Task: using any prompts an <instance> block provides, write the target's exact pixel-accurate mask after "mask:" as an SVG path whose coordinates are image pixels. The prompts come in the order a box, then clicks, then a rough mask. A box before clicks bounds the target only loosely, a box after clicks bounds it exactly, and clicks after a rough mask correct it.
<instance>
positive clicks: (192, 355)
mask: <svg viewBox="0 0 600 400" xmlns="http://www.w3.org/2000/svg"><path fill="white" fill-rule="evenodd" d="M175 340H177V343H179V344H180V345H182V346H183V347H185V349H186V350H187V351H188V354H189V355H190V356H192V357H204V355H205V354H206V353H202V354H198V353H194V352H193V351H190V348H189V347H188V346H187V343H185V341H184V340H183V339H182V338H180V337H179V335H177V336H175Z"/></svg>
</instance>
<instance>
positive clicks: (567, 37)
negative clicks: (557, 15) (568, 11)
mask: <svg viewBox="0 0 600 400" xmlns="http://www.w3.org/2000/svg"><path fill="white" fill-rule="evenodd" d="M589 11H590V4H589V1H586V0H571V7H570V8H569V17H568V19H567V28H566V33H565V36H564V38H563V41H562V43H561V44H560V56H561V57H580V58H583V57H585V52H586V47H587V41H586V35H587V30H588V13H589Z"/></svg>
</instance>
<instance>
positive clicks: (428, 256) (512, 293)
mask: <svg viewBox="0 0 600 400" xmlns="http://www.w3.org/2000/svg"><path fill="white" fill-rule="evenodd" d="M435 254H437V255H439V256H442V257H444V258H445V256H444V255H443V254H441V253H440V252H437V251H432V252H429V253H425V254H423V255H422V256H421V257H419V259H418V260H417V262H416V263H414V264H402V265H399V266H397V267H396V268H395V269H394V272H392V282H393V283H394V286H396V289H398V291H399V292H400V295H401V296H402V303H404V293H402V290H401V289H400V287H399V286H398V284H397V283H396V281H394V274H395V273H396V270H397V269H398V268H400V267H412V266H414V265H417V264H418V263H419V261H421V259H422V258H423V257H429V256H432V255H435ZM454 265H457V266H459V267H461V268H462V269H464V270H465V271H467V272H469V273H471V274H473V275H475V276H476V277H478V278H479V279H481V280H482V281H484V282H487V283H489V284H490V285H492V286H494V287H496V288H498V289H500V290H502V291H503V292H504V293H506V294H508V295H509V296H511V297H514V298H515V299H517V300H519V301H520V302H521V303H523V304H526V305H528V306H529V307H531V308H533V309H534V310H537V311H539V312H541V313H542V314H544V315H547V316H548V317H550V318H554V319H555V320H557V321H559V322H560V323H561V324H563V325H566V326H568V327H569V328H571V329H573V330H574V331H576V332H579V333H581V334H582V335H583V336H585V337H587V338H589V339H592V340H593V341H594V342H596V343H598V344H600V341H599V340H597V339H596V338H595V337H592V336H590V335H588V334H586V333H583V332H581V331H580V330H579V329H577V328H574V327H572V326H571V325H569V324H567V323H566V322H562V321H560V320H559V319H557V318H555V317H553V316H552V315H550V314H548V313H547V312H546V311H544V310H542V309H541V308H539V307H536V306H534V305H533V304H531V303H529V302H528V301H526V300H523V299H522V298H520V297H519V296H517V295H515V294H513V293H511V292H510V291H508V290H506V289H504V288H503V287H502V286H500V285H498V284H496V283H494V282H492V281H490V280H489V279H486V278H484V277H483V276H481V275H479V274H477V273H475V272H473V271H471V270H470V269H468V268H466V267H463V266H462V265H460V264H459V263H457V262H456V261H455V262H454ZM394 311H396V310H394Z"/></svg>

_ _ _ _ _

* [Work to be completed]:
Your answer must be the complete listing, retyped exactly.

* [Exercise response]:
Task: using any prompts an <instance> block provides, write the target's exact pixel-accurate mask after "mask:" as an SVG path whose coordinates are image pixels. The prompts come in the order a box, then clicks, then a rough mask. A box before clicks bounds the target only loosely, a box after clicks bounds it exactly, and clicks after a rough mask correct it.
<instance>
positive clicks: (192, 355)
mask: <svg viewBox="0 0 600 400" xmlns="http://www.w3.org/2000/svg"><path fill="white" fill-rule="evenodd" d="M175 340H177V343H179V344H180V345H182V346H183V347H185V349H186V350H187V351H188V354H189V355H190V356H192V357H204V355H205V354H206V353H202V354H198V353H194V352H193V351H190V348H189V347H188V346H187V343H185V341H184V340H183V339H182V338H180V337H179V335H177V336H175Z"/></svg>
</instance>
<instance>
positive clicks: (567, 37)
negative clicks: (557, 15) (568, 11)
mask: <svg viewBox="0 0 600 400" xmlns="http://www.w3.org/2000/svg"><path fill="white" fill-rule="evenodd" d="M589 11H590V4H589V1H586V0H571V7H570V8H569V17H568V19H567V28H566V33H565V36H564V38H563V41H562V43H561V44H560V56H561V57H580V58H583V57H585V52H586V47H587V41H586V35H587V30H588V13H589Z"/></svg>
</instance>
<instance>
positive clicks: (428, 256) (512, 293)
mask: <svg viewBox="0 0 600 400" xmlns="http://www.w3.org/2000/svg"><path fill="white" fill-rule="evenodd" d="M435 254H437V255H439V256H442V257H444V258H445V256H444V255H443V254H441V253H440V252H437V251H432V252H429V253H425V254H423V255H422V256H421V257H419V259H418V260H417V262H416V263H414V264H402V265H399V266H397V267H396V268H395V269H394V272H392V282H393V283H394V286H396V289H398V291H399V292H400V295H401V296H402V303H404V293H402V290H401V289H400V287H399V286H398V284H397V283H396V281H394V274H395V273H396V270H397V269H398V268H400V267H412V266H414V265H417V264H418V263H419V261H421V259H422V258H423V257H429V256H432V255H435ZM454 265H457V266H459V267H461V268H462V269H464V270H465V271H467V272H469V273H471V274H473V275H475V276H476V277H478V278H479V279H481V280H482V281H484V282H487V283H489V284H490V285H492V286H494V287H496V288H498V289H500V290H502V291H503V292H504V293H506V294H508V295H509V296H511V297H514V298H515V299H517V300H519V301H520V302H521V303H523V304H526V305H528V306H529V307H531V308H533V309H534V310H537V311H539V312H541V313H542V314H544V315H547V316H548V317H550V318H554V319H555V320H557V321H559V322H560V323H561V324H563V325H566V326H568V327H569V328H571V329H573V330H574V331H576V332H579V333H581V334H582V335H583V336H585V337H587V338H589V339H592V340H593V341H594V342H596V343H598V344H600V341H599V340H597V339H596V338H595V337H592V336H590V335H588V334H586V333H583V332H581V331H580V330H579V329H577V328H574V327H572V326H571V325H569V324H567V323H566V322H562V321H560V320H559V319H557V318H555V317H553V316H552V315H550V314H548V313H547V312H546V311H544V310H542V309H541V308H539V307H536V306H534V305H533V304H531V303H529V302H528V301H526V300H523V299H522V298H520V297H519V296H517V295H515V294H513V293H511V292H510V291H508V290H506V289H504V288H503V287H502V286H500V285H498V284H496V283H494V282H492V281H490V280H489V279H486V278H484V277H483V276H481V275H479V274H477V273H475V272H473V271H471V270H470V269H468V268H466V267H463V266H462V265H460V264H459V263H457V262H456V261H455V262H454ZM394 311H396V310H394Z"/></svg>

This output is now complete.